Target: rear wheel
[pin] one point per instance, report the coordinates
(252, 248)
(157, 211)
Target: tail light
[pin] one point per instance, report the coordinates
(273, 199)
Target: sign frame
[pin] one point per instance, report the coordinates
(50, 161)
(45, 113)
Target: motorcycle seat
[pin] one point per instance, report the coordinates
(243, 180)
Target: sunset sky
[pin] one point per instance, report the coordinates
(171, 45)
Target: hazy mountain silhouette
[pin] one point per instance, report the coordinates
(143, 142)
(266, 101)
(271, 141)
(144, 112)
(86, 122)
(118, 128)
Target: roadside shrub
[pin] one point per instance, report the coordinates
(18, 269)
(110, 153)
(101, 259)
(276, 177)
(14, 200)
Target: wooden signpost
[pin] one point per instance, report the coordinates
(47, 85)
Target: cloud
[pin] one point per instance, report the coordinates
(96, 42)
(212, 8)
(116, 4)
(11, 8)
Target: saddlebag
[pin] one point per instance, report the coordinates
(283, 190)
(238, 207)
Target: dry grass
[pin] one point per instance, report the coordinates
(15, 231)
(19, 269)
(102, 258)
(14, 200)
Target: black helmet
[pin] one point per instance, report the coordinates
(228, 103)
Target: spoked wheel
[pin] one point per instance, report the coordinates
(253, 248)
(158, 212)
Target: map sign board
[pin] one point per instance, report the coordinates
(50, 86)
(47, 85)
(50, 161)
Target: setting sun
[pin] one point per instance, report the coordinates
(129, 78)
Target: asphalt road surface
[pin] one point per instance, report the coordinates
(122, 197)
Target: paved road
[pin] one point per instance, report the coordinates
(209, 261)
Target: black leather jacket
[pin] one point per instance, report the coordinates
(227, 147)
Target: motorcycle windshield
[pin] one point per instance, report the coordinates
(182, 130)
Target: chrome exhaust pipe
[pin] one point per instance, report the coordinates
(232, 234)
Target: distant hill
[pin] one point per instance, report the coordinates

☆ ☆ ☆ ☆

* _Exercise_
Your task is to give back every record exactly.

* _Written answer_
Target: rear wheel
[pin] one point per instance, report the coordinates
(252, 248)
(157, 211)
Target: tail light
[pin] one point per instance, report the coordinates
(273, 199)
Target: sign frame
[pin] one point per instance, report the coordinates
(50, 161)
(45, 113)
Target: motorcycle seat
[pin] one point per instance, report the coordinates
(243, 180)
Target: sunset sky
[pin] one point per instance, report the coordinates
(171, 45)
Target: hazy mountain silhouette
[pin] one point per instance, report the coordinates
(143, 142)
(266, 101)
(271, 141)
(144, 112)
(86, 122)
(118, 128)
Target: roadside shrub
[pin] one point per instance, report the coordinates
(18, 269)
(110, 153)
(101, 259)
(276, 177)
(14, 200)
Target: wooden signpost
[pin] one point per instance, report the coordinates
(47, 85)
Target: cloud
[pin] one point per instance, report the coordinates
(96, 42)
(212, 8)
(116, 4)
(11, 8)
Target: saddlebag
[pin] one point per instance, report the coordinates
(283, 190)
(238, 207)
Target: dry grass
[pin] one point per instance, report the coordinates
(15, 231)
(19, 269)
(102, 258)
(14, 200)
Target: black helmet
[pin] one point per instance, report the coordinates
(228, 103)
Target: spoked wheel
[pin] one point per instance, report the coordinates
(253, 248)
(158, 212)
Target: map sign board
[pin] one point per instance, report the coordinates
(50, 86)
(47, 85)
(50, 161)
Target: setting sun
[pin] one point per instance, report the coordinates
(129, 78)
Target: asphalt road surface
[pin] one point per instance, report the coordinates
(122, 197)
Target: paved road
[pin] one point per instance, report the coordinates
(209, 261)
Target: black leather jacket
[pin] one point per instance, report the coordinates
(227, 147)
Target: motorcycle windshield
[pin] one point per instance, report the coordinates
(182, 130)
Target: chrome exhaust pipe
[pin] one point per instance, report the coordinates
(232, 234)
Target: distant hill
[pin] one point per instance, report the coordinates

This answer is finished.